*STATED EXERCISE 1*
Reproduce the passage of the Pokémon Go thread below word for word, starting with "So how are nintendo" and going on through "presumably is necessary.".
*STATED EXERCISE 2*
Answer these questions from the Pokémon Go thread below.
(a) How many people were estimated to play the game daily?
(b) What hashtag did the 3D printing enthusiast create?
(c) Above what speed does the game stop counting distance toward hatching eggs?

*EXTRACT*
↓↓↓

# 3D Printing > 3D Printing News, Interviews & Editorials Supplied by 3DPrint.com >  Pokémon Go 3D Printing Enthusiast Leaves Low Poly Pokémon Models Around

## Brian_Krassenstein

Pokémon Go. No one could have anticipated the excitement being generated by the game, which has been estimated to be played daily by more than 21 million people. Last week a Pokémon Go player and 3D printing enthusiast decided to use the high traffic at local Pokéstops as an excuse to put some smiles on players faces and promote 3D printing at the same time. He 3D printed several of the classic Low Poly Pokémon models and left them around his local Pokéstops for wandering trainers to find. He also created the hashtag #Pokeprint that has started to get some heat behind it. You can read more here: https://3dprint.com/142765/3d-printed-pokemon-go/

----------


## Ama-fessional Molder

Lol, yeah a good number of us have been doing that for a few days.

----------


## Mjolinor

> Lol, yeah a good number of us have been doing that for a few days.


That's just sad.  :Smile:

----------


## curious aardvark

well either I'm sane and the rest of the world is bonkers or I'm bonkers and they're sane. 

But I'm not chasing virtual pixels - so just this once I'm coming down on me being sane :-)

There are just Sooooo many reasons not to have a smart phone - this is just another. 

If I had any more ways to waste time and procrastinate, I'd probably never get round to eating an starve to death.

----------


## Ama-fessional Molder

Some of us would be out exercising anyways. I might as well play a game while I am out riding my bike.


But, you know, wouldn't want people to go outside, meet people, and exercise, regardless of the reason why. That would just be terrible.

----------


## Mjolinor

There are a lot better things to look at in the world than graphical representations of binary numbers on a small screen.

----------


## Ama-fessional Molder

> There are a lot better things to look at in the world than graphical representations of binary numbers on a small screen.


Not when you have been on those routes dozens of times and are looking to alleviate the boredom. I ride the same route between 1 and 4 times a week. Yawn.

----------


## Mjolinor

I know nothing about this thing. Are you saying that people are driving round staring at their mobile phones to relieve the boredom of watching the road? Seems a tad dangerous.

----------


## curious aardvark

yep that's exactly what's happening. 
People driving into other people, falling off bicycles - all that jazz. 

It gives the japanese term for looking at your phone while walking: Dumb Walking. 
A whole new meaning. 

There's a little footbridge in burton where groups of people are now lurking. 
I'm waiting for someone to jump the rail into the trent after a rare pokemon who's gps is slightly off and is in the middle of the river :-)
It's got to happen lol

----------


## Ama-fessional Molder

Most people aren't *driving* around, because the game doesn't count anything over 15 mph towards the distances needed to hatch your eggs. And they aren't stupid. Some people are, and most of the ones that are doing so are stopping and pulling over when needed. It's annoying for everyone else though.

And there's a fair bit of range on the GPS locating. The stories of people going into yards and stuff is mostly nonsense. You can get them from the road.

The ones that are staring at their phones while driving would have been doing it with texting anyways. Those people deserve to crash into a wall.

----------


## curious aardvark

lol you're really hooked aren't you ? 

So how are nintendo making money from this ? 
Can you pay to have your business designated a gym ? or hotspot ? 

I'd try it but only have tablet. It's got gps, but not mobile net connection, which presumably is necessary.

----------


## Ama-fessional Molder

Microtransactions.

As for me being hooked, I have spent a total of about 3 hours on the game since day one. I only mess with it when I am waiting for someone or out on a bicycle ride, and even then I mostly ignore it because I am not going to break pace for a video game.

----------


## curious aardvark

yeah right :-) 
lol

----------


## Ama-fessional Molder

*shrug* Too busy making spaghetti at home to play it lol

----------

↑↑↑

*DATA SUPPLIED*
↓↓↓

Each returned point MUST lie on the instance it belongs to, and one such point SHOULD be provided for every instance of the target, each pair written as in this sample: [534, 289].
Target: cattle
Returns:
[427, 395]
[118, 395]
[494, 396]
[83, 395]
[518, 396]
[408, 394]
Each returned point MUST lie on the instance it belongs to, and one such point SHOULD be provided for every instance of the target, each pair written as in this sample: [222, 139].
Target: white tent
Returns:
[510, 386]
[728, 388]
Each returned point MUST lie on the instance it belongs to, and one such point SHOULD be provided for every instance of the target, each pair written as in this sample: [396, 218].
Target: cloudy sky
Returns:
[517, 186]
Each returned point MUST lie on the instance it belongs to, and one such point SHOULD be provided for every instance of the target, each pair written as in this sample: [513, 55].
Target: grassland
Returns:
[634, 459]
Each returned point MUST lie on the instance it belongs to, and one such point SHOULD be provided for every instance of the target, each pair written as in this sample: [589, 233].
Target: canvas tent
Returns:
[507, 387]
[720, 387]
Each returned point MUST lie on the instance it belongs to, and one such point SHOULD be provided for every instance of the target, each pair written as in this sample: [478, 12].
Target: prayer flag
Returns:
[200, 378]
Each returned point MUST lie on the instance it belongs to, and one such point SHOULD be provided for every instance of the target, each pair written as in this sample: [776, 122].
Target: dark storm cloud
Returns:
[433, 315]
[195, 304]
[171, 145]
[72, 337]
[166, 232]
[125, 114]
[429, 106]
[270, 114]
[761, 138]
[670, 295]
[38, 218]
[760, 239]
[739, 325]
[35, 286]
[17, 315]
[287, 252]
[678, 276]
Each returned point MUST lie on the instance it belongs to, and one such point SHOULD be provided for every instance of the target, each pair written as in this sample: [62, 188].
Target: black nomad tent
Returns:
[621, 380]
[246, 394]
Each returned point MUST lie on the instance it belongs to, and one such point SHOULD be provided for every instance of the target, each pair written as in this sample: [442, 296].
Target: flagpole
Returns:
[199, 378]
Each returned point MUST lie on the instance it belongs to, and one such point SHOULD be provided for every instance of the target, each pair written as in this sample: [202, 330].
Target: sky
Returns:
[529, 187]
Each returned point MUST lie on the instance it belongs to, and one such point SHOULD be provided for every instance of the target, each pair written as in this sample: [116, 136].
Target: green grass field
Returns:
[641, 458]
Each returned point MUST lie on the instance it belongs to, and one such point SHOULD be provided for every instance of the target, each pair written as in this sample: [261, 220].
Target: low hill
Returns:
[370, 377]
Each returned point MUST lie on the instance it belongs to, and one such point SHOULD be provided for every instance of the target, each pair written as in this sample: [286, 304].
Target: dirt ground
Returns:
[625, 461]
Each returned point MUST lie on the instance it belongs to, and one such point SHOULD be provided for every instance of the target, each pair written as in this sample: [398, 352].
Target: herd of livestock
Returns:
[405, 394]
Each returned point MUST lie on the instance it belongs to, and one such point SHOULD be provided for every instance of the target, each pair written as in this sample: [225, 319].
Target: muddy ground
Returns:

↑↑↑

*CORRECT ANSWER 1*
So how are nintendo making money from this ? 
Can you pay to have your business designated a gym ? or hotspot ? 

I'd try it but only have tablet. It's got gps, but not mobile net connection, which presumably is necessary.

*CORRECT ANSWER 2*
(a) More than 21 million.
(b) #Pokeprint
(c) 15 mph.